■ **What you have to do**
Count the lines in the items below that contain the string "walking", with case treated as significant. Give only the number.

■ **Dataset content**
● ● ● ●

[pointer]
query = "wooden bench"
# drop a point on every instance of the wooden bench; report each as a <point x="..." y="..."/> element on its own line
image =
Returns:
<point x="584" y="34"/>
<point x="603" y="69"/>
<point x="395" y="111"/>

● ● ● ●

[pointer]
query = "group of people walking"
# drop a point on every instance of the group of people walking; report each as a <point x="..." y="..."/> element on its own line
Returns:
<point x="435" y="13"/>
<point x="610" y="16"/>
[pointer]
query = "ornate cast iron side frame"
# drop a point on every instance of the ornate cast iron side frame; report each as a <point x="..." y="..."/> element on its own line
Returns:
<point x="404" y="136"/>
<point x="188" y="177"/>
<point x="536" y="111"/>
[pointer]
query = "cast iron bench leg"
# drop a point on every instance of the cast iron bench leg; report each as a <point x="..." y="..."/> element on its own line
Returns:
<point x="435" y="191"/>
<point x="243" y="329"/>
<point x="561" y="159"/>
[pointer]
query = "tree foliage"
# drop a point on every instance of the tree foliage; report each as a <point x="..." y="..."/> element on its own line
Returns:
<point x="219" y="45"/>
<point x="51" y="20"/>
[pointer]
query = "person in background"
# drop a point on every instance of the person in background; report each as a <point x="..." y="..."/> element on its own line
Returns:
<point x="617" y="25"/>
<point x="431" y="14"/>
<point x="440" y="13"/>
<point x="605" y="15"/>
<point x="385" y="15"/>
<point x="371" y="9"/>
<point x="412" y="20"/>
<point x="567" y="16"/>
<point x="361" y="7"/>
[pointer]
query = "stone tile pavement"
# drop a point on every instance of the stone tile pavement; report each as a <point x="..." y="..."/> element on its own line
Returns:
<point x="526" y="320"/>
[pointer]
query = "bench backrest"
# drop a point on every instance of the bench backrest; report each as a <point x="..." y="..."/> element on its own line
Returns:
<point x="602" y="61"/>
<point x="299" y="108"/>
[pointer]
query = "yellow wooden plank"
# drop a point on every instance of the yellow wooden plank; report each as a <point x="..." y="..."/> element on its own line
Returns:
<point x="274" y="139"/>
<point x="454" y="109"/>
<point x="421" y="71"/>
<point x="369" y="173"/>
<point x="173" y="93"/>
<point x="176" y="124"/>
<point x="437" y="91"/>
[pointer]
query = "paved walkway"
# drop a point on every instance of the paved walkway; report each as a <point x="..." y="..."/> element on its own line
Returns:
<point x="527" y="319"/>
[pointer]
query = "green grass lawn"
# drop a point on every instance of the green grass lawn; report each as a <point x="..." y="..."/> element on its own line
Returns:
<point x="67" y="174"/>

● ● ● ●

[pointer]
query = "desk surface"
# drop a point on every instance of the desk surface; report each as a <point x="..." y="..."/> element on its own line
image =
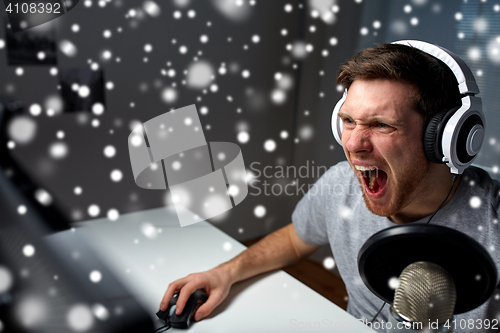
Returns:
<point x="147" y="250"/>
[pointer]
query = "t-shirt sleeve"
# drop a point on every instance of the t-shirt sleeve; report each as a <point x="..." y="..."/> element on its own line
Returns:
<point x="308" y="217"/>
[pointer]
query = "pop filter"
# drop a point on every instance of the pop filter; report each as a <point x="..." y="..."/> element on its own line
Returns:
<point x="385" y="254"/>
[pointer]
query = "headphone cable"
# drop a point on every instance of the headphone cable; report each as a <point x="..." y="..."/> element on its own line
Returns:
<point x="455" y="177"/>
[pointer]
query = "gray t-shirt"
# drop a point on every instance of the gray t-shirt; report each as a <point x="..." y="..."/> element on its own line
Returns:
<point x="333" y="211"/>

● ● ● ●

■ **Response to this exercise**
2